_Exercise description_: Pick up the article on self-cannibalism below and continue it from its last sentence.

_Selected excerpt_:
··········

Overview

Self-cannibalism, also called autosarcophagy or autocannibalism, refers to the act of eating parts of one’s own body. The term covers a spectrum of behaviours from relatively common oral habits, such as nail-biting or chewing skin, to rare and severe acts involving ingestion of flesh or amputated tissue. For more technical background and terminology see related resources.

Forms and characteristics

Behaviours described as self-cannibalism vary by intent, severity and body part involved. Examples include:

  • Habitual oral behaviours: nail-biting (onychophagia), skin-biting (dermatophagia) and hair-eating (trichophagia).
  • Compulsive or pathological acts linked to psychiatric conditions, where individuals bite or consume flesh from wounds.
  • Extreme, rare incidents in which persons have ingested amputated tissue or otherwise consumed their own flesh.

Causes and contexts

Self-cannibalistic acts can arise in several contexts: as nervous habits, as symptoms of neuropsychiatric disorders (for example, severe obsessive-compulsive disorder, psychosis or certain developmental disorders), as part of pica-related behaviours, or associated with substance use and extreme self-harm. Cultural or ritual motivations are seldom reported and should be distinguished carefully from psychopathology. Intent and consciousness vary widely across cases.

··········

_Data_:
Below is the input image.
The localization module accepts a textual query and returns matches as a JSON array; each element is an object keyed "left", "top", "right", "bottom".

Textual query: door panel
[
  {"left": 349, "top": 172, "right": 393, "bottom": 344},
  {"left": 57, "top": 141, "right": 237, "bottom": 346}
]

··········

_Output for this exercise_:
Non-human occurrences

Similar behaviors occur across the animal kingdom but are often different in meaning: many invertebrates and reptiles consume shed skins or exuviae to reclaim nutrients, and some animals will eat injured tissue under particular conditions. These biological practices are typically adaptive and should be distinguished from the psychological phenomenon in humans.

Consuming one’s own tissue carries medical risks including infection, bleeding, scarring and nutritional or metabolic complications. Severe cases raise complex legal and ethical issues concerning capacity, self-harm prevention and care. Social stigma and isolation may compound psychological distress for affected individuals.

Treatment and prevention

Management depends on cause and severity. Mild habitual behaviours may respond to behavioural interventions, habit-reversal training and protective measures (barriers, bitter solutions). Clinical cases often require multidisciplinary care: psychiatric assessment, psychotherapy, medication where indicated, wound care and sometimes legal or social interventions to ensure safety. Early recognition and compassionate, evidence-based treatment reduce harm and improve outcomes.